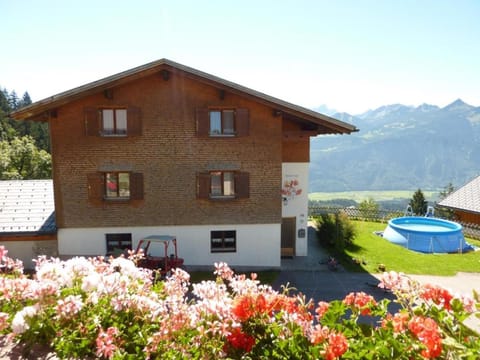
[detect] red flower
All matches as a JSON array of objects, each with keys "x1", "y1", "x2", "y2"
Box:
[
  {"x1": 420, "y1": 284, "x2": 453, "y2": 310},
  {"x1": 325, "y1": 333, "x2": 348, "y2": 360},
  {"x1": 227, "y1": 328, "x2": 255, "y2": 352}
]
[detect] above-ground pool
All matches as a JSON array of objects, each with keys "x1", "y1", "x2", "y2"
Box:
[{"x1": 383, "y1": 216, "x2": 473, "y2": 253}]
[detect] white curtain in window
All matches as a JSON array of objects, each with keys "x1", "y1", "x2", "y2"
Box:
[
  {"x1": 210, "y1": 111, "x2": 222, "y2": 134},
  {"x1": 102, "y1": 109, "x2": 114, "y2": 134},
  {"x1": 223, "y1": 172, "x2": 235, "y2": 196},
  {"x1": 223, "y1": 110, "x2": 235, "y2": 134},
  {"x1": 115, "y1": 109, "x2": 127, "y2": 134}
]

= Directive =
Copy every row above word for word, omitting the pictures.

= Solution to the problem =
[detect] red flower
All matches as a JSON array of objects, each with keys "x1", "y1", "x2", "y2"
Box:
[
  {"x1": 420, "y1": 284, "x2": 453, "y2": 310},
  {"x1": 325, "y1": 333, "x2": 348, "y2": 360},
  {"x1": 227, "y1": 328, "x2": 255, "y2": 352}
]
[detect] above-ground pool
All matches as a JSON array of objects, each with keys "x1", "y1", "x2", "y2"
Box:
[{"x1": 383, "y1": 216, "x2": 473, "y2": 253}]
[detect] white curtain in window
All matches as a JSON array of objects, each with keys "x1", "y1", "x2", "y2"
Box:
[
  {"x1": 210, "y1": 111, "x2": 222, "y2": 134},
  {"x1": 102, "y1": 109, "x2": 114, "y2": 134},
  {"x1": 223, "y1": 172, "x2": 235, "y2": 196},
  {"x1": 223, "y1": 110, "x2": 235, "y2": 134},
  {"x1": 115, "y1": 109, "x2": 127, "y2": 134}
]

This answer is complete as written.